> _Task objective_:
Rewrite the youth ministry passage starting at "What we see" and ending at "function as such.", replacing "society" with "culture".

Youth ministry and the mission of the church

Every so often I’ve heard the opinion expressed that goes
something like this: “Youth Ministry is not biblical. Scripture contains
no examples of age-specific ministries or groups.”

The observation is, of course, accurate and—given
our commitment to the sufficiency and inerrancy of Scripture—the
conclusion seems compelling: that we should close down our youth
ministries and disciple our young people within the context of the wider
church activities and programmes.

But before we do this let’s look a little deeper.

What we see around us is a society that is very different from that
described in the New Testament. In those times a child reached Bar or
Bat Mitzvah at age 13 and became obligated to fulfil all of God's
commandments. They were essentially “adults”.

Our present day society is, however, far more complex and as such
greater learning and preparation is required before a child can be
properly considered “adult” and be expected to function as such.

Equally, sociology has documented the widening gulf between children
and adults and the emergence of adolescence, meaning that ministry to
teenagers is something of a cross-cultural exercise that requires
careful thought and effective strategising.

So while youth ministry is not strictly “biblical”, cultural
awareness and sensitivity certainly is. Expecting we can just use the
same approach with teens that works for adults is not only naïve but
cannot be justified by taking a holistic view of Scripture.

However, as is often the case with theology and ecclesiology,
avoiding one extreme can push us to embrace the other extreme that can
be at least as unhelpful if not more so.

That extreme has been played out in many churches over the past 50
years and has seen them delegate youth ministry to a handful of young
adults who may make useful role models but are still growing in their
understanding of what it means to be a lifelong follower of Jesus.

As we’ve delegated this important task of discipling the next
generation to those not much older than them, we’ve created youth
ministry silos in our churches that are high on enthusiasm and passion
but sadly low on depth and substance.

> _Raw records_:
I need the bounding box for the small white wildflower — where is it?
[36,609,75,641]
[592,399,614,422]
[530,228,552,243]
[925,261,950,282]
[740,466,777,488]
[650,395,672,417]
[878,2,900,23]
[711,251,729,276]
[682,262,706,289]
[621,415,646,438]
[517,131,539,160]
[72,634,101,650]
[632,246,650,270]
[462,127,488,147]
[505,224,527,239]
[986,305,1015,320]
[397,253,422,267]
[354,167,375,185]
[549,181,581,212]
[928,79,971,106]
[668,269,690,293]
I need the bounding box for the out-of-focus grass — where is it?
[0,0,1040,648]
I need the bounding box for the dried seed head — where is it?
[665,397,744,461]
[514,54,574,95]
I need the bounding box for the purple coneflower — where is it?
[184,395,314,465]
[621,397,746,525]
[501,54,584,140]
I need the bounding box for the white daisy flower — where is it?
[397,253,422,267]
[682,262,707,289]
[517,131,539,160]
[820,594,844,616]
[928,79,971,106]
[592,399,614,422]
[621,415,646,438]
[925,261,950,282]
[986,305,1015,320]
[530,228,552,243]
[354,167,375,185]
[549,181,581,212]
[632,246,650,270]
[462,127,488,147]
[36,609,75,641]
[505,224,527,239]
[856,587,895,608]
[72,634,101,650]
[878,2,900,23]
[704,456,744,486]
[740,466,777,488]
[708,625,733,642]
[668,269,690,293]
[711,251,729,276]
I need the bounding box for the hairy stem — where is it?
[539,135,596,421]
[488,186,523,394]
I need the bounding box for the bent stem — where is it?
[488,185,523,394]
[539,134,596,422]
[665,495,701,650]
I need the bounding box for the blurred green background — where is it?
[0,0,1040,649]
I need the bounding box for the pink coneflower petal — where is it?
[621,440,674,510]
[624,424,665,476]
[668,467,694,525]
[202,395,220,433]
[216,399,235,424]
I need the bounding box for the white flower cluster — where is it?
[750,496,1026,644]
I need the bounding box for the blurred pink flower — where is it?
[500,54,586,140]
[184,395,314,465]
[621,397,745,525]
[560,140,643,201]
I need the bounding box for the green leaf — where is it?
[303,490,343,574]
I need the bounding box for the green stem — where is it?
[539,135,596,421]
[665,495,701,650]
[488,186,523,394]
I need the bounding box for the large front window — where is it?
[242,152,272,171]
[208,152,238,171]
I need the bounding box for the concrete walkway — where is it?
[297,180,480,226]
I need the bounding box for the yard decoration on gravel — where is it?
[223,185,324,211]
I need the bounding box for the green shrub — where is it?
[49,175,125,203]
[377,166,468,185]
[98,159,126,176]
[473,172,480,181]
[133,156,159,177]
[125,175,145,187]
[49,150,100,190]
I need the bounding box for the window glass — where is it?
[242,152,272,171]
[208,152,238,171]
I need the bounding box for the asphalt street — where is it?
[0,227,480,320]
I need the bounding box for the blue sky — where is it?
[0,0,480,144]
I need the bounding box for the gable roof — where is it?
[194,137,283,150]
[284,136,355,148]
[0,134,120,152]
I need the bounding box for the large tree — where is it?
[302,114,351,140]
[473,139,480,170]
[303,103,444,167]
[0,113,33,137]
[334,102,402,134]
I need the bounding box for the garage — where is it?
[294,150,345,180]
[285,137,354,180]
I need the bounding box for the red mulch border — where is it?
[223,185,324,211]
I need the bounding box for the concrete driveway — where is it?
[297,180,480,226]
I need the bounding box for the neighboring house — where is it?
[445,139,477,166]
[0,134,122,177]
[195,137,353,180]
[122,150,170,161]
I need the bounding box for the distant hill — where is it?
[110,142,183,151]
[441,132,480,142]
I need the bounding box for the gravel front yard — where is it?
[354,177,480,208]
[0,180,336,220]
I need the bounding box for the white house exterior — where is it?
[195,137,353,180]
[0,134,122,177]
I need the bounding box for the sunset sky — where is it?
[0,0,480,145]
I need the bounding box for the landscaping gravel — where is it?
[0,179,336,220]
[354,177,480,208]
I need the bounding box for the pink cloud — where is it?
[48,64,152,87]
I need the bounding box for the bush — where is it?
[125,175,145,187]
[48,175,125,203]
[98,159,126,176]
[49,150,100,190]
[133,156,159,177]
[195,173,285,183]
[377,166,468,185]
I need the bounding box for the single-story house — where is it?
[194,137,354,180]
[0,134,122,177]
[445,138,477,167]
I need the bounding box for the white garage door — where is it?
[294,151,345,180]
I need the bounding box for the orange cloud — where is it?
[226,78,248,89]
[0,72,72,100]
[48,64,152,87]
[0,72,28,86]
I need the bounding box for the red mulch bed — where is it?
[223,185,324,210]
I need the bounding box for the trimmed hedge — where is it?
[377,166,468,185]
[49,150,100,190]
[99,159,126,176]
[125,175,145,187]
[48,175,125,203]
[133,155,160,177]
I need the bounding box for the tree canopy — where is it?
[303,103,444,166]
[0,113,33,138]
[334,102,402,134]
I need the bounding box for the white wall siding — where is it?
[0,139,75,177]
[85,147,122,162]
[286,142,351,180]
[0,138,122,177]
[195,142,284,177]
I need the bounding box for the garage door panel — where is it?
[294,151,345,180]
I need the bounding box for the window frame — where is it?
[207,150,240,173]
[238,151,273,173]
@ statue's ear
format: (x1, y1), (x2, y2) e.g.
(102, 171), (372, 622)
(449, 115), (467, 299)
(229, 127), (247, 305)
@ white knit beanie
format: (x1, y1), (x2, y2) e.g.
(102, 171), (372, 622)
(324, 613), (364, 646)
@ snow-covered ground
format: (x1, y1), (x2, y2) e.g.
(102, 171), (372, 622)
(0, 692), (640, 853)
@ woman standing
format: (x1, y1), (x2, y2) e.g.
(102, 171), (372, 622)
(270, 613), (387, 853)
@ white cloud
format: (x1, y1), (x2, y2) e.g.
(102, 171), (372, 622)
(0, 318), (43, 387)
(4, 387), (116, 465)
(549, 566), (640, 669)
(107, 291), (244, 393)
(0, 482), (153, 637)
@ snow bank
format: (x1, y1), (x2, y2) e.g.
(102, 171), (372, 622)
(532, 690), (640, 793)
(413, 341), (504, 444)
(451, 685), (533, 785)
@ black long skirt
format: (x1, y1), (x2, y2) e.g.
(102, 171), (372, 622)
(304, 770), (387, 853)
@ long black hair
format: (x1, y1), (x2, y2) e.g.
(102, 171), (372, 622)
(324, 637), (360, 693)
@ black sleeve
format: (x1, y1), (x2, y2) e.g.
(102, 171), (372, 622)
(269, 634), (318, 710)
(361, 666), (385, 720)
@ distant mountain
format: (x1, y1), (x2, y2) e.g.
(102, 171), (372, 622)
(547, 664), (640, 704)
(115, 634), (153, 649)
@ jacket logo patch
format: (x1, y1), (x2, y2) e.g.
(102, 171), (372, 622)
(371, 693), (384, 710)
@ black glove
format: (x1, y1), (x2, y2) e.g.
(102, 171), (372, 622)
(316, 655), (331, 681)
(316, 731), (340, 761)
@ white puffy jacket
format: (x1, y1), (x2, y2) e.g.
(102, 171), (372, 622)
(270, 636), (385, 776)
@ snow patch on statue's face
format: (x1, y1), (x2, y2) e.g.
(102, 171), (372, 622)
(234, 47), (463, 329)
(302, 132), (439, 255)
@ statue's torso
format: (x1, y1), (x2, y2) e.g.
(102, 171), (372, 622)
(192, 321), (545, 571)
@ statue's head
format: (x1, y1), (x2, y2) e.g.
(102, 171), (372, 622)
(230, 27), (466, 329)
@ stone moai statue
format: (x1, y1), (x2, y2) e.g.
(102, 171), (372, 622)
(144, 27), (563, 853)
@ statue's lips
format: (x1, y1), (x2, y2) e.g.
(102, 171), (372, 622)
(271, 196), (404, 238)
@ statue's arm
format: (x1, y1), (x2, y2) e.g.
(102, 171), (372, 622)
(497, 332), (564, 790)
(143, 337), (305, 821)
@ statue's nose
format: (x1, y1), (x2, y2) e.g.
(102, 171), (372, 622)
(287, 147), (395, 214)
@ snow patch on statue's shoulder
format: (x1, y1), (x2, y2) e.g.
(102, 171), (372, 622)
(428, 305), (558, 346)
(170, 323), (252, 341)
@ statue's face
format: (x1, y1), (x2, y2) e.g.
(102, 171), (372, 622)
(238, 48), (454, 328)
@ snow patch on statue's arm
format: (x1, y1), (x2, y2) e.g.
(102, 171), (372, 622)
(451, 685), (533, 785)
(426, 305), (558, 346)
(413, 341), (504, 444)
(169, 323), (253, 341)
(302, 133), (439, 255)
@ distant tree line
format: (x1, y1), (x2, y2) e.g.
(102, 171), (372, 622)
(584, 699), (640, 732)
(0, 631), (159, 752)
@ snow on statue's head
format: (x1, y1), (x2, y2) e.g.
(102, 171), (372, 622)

> _Full output_:
What we see around us is a culture that is very different from that
described in the New Testament. In those times a child reached Bar or
Bat Mitzvah at age 13 and became obligated to fulfil all of God's
commandments. They were essentially “adults”.

Our present day culture is, however, far more complex and as such
greater learning and preparation is required before a child can be
properly considered “adult” and be expected to function as such.